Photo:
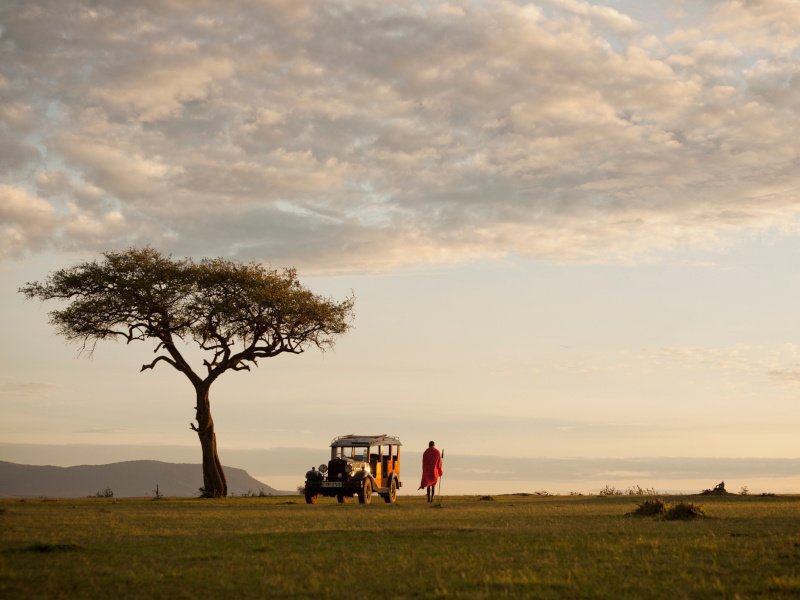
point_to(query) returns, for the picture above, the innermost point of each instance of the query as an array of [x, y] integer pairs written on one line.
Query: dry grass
[[513, 547]]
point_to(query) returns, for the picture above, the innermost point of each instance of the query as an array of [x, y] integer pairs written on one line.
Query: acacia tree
[[235, 313]]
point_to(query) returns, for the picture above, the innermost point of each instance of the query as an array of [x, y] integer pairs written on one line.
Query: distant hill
[[125, 479]]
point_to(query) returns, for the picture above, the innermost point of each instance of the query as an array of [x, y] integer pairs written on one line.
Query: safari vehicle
[[360, 465]]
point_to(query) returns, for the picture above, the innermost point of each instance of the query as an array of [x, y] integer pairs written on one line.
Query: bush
[[684, 511], [717, 490], [649, 508], [106, 493], [640, 491]]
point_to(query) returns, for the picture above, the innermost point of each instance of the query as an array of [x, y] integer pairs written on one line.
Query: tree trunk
[[214, 483]]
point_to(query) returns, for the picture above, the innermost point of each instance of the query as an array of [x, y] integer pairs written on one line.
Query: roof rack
[[364, 440]]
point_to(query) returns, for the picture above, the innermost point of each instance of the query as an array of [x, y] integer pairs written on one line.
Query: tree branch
[[158, 359]]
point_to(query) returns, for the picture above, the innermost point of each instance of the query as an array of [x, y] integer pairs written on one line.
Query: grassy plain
[[508, 547]]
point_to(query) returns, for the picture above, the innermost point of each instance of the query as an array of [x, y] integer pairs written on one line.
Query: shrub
[[717, 490], [106, 493], [640, 491], [684, 511], [649, 508]]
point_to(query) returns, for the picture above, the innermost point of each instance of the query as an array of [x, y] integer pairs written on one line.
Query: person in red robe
[[431, 470]]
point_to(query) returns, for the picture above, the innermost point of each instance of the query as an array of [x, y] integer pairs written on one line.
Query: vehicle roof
[[345, 441]]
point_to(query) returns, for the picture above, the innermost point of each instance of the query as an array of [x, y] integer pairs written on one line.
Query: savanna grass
[[513, 547]]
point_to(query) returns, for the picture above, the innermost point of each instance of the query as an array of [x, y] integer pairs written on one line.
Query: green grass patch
[[513, 547]]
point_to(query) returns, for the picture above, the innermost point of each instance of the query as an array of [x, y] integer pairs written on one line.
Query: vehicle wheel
[[365, 493], [391, 497]]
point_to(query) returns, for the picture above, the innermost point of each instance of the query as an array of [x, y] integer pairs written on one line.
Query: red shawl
[[431, 467]]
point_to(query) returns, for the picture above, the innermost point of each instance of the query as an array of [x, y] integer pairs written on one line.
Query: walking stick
[[440, 480]]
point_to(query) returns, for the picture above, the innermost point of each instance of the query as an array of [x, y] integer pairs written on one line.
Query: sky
[[571, 228]]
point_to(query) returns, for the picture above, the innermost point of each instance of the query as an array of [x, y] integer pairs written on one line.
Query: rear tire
[[391, 496], [365, 493]]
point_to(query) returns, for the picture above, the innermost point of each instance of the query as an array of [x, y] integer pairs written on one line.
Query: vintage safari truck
[[360, 465]]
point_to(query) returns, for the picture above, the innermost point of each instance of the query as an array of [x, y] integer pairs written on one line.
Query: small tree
[[235, 313]]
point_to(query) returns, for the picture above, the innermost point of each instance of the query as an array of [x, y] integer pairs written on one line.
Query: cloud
[[366, 136]]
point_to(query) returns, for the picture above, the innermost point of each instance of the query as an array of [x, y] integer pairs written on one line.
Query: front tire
[[365, 493]]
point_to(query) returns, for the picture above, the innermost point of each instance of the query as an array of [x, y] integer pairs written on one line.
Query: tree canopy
[[236, 313]]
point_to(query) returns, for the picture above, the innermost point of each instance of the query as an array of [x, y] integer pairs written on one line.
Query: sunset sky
[[572, 229]]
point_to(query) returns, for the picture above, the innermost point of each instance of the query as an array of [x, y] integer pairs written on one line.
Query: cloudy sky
[[571, 228]]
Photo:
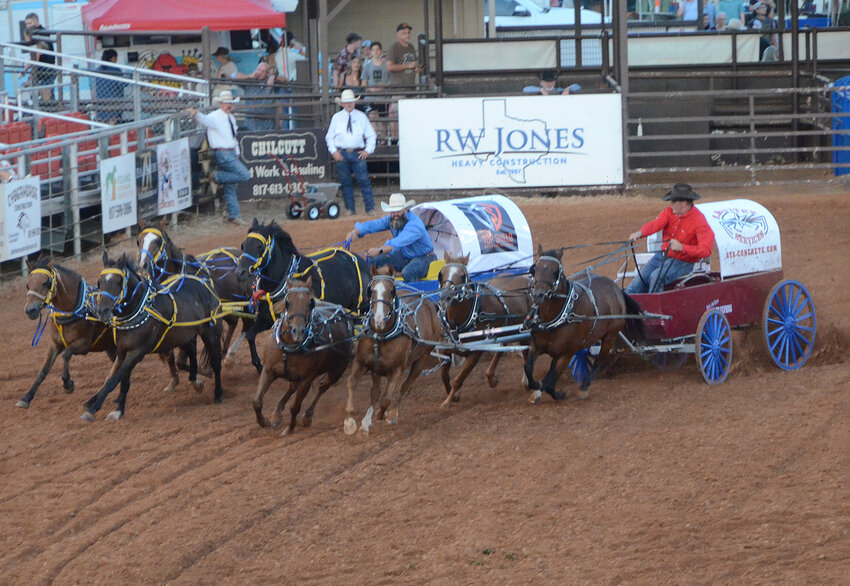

- Exercise directions
Please locate each line of the data above that contains the word "vehicle" and copy those lines.

- Problem solution
Query: safari vehicle
Query: vehicle roof
Query: vehicle wheel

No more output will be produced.